◆ EXTRACTED TEXT ◆
# new to oneida



## mamachay (Nov 30, 2004)

*easy*

To adjust weight, simply turn the limb bolts either direction. in for heavier, out for lighter. do not turn the limb bolts more than 2 complete turns without doing the other. you MUST
alternate. You are a brave guy to start out with a stealth! I had one, went to the black eagle. You should be warned, Oneida's are addictive. I now have a black eagle, a black eagle 2, and a liteforce magnum.

Let me know if I can help, I don't know it all, but know folks who do.
Eric


----------



## Tim Roberts (Jul 13, 2002)

:yo: :wave3: Hello and :welcomesign: to Archery Talk edjack. Have fun here.


----------



## target1 (Jan 16, 2007)

:rapture: Welcome


----------



## jva54 (Dec 14, 2005)

Welcome to AT!! :wave:


----------



## omnivore (Feb 7, 2004)

If looking for someone who is an expert on the stealth check out Richard Vance.http://www.archerytalk.com/vb/member.php?u=23604


----------



## wooky (Nov 7, 2007)

PM sent


----------



## ClaytonLJ (Jun 26, 2006)

There is a limited instruction manual on the C.P. Oneida homepage.


----------



## swampfrogg (Jun 29, 2007)

Glad to have ya here!! Richard Vance is the man, you can check him out at gulfcoastarchery.com.


----------



## LJ256 (Jul 8, 2005)

Welcome to AT


----------

◆ YOUR OBJECTIVE ◆
According to the forum thread about Oneida bows, which direction should the limb bolts be turned to increase the weight?

◆ RECORDED INFORMATION ◆
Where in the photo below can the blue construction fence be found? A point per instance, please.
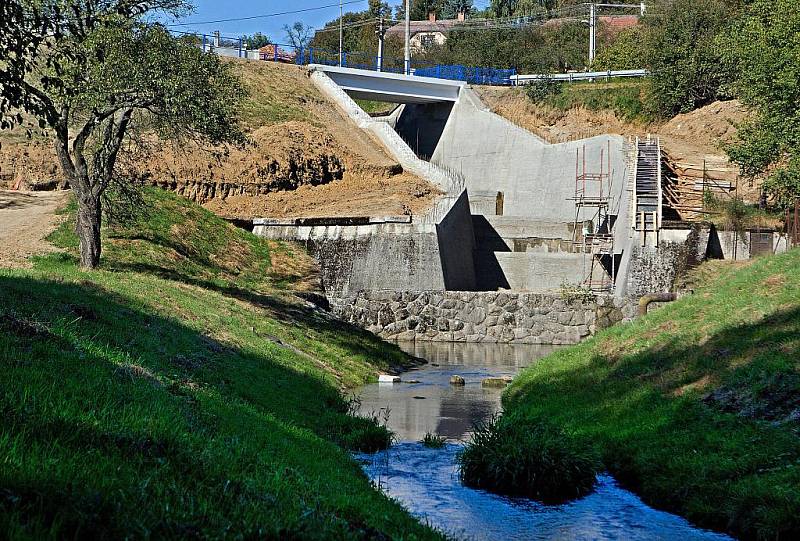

◆ RESPONSE TO THIS EXERCISE ◆
Turn them in.